Aufgabenstellung
Wie lautet im Forenbeitrag zu Spam-Mails von der eigenen Domain die Passage von „## bandsite (14.“ bis hinunter zu „eMail Adresse her?“? Gib sie wortgetreu aus.

Textausschnitt
+--

# Spam Mails von meiner Domain?



## bandsite (14. Januar 2006)

Hallo,
ich habe eine Domain bei einem Amerikanischen Provide angemietet, auf dem Webspace ist ein Mambo CMS installiert. Seit einigen Tagen bekomme ich e-Mails von meiner Domain, die ich aber nicht versendet habe. Die Absender eMail Adressen existieren auch garnicht.

Was kann ich dagegen tun? Hat das was mit dem Sicherheitszertifikat zu tun? - Wenn ich in die Administration des Webspeichers gehe, dann bekomme ich eine Meldung vom Browser, dass das Sicherheitszertifikat abgelaufen ist. Wo haben die Spamschreiber meine eMail Adresse her?

Gruß, Bandsite


----------



## Andreas Späth (15. Januar 2006)

+--

Angezeigte Zeilen

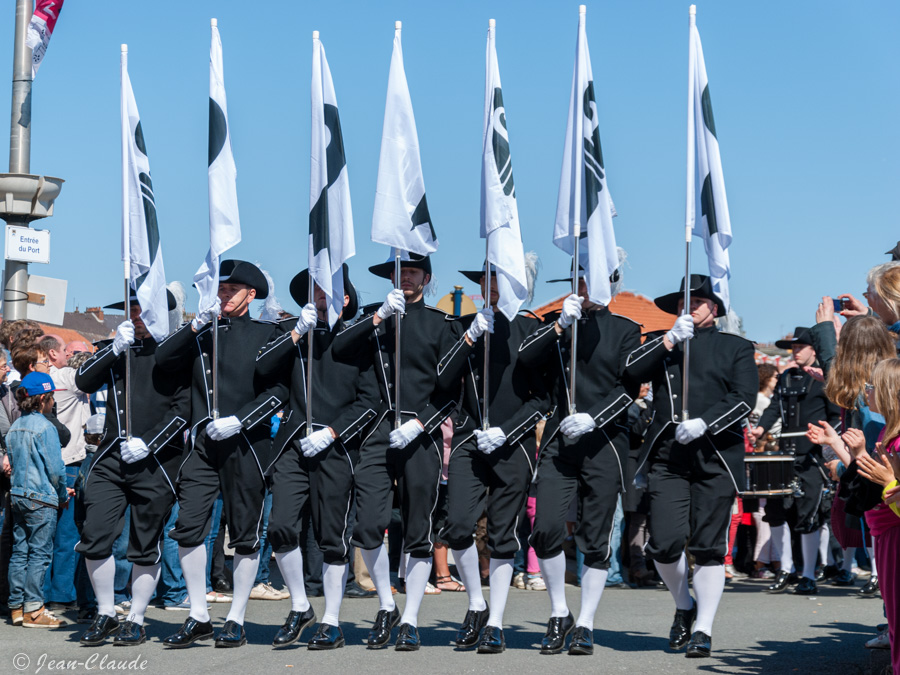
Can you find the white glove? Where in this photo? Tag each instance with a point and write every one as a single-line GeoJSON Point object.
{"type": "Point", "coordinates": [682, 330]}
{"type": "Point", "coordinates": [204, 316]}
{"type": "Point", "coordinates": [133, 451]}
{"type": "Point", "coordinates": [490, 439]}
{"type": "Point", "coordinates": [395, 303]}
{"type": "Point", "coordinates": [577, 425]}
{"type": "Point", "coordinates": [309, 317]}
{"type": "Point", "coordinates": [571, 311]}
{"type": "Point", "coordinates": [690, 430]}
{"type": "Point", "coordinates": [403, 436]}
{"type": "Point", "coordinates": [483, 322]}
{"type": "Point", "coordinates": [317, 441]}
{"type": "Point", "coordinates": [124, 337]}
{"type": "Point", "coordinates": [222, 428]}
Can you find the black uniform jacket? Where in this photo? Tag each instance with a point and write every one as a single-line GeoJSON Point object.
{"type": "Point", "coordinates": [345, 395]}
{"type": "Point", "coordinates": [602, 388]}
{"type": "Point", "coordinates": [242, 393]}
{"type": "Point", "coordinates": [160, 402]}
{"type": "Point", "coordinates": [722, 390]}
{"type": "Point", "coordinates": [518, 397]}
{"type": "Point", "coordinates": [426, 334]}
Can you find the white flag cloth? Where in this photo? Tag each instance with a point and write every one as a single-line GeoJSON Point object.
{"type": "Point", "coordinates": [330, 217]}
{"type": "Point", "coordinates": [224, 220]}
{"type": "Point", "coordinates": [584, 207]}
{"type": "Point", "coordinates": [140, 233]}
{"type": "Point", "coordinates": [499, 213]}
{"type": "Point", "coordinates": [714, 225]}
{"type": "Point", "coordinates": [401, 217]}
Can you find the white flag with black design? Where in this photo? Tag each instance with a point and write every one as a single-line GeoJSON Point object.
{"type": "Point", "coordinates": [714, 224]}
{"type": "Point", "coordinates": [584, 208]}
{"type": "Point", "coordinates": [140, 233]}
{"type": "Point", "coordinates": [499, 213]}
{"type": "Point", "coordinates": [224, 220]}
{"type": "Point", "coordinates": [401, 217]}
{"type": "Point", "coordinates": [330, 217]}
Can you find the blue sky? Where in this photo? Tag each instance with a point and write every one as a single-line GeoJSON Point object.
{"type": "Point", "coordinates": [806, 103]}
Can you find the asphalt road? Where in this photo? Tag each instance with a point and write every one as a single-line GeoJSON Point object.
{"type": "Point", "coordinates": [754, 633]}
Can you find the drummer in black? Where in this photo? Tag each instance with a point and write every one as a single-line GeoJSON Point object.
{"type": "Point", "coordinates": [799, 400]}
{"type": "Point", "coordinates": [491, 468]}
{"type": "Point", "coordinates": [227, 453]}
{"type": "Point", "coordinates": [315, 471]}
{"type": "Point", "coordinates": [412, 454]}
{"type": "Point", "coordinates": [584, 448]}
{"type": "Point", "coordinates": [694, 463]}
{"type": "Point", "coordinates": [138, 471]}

+--

Ergebnis
## bandsite (14. Januar 2006)

Hallo,
ich habe eine Domain bei einem Amerikanischen Provide angemietet, auf dem Webspace ist ein Mambo CMS installiert. Seit einigen Tagen bekomme ich e-Mails von meiner Domain, die ich aber nicht versendet habe. Die Absender eMail Adressen existieren auch garnicht.

Was kann ich dagegen tun? Hat das was mit dem Sicherheitszertifikat zu tun? - Wenn ich in die Administration des Webspeichers gehe, dann bekomme ich eine Meldung vom Browser, dass das Sicherheitszertifikat abgelaufen ist. Wo haben die Spamschreiber meine eMail Adresse her?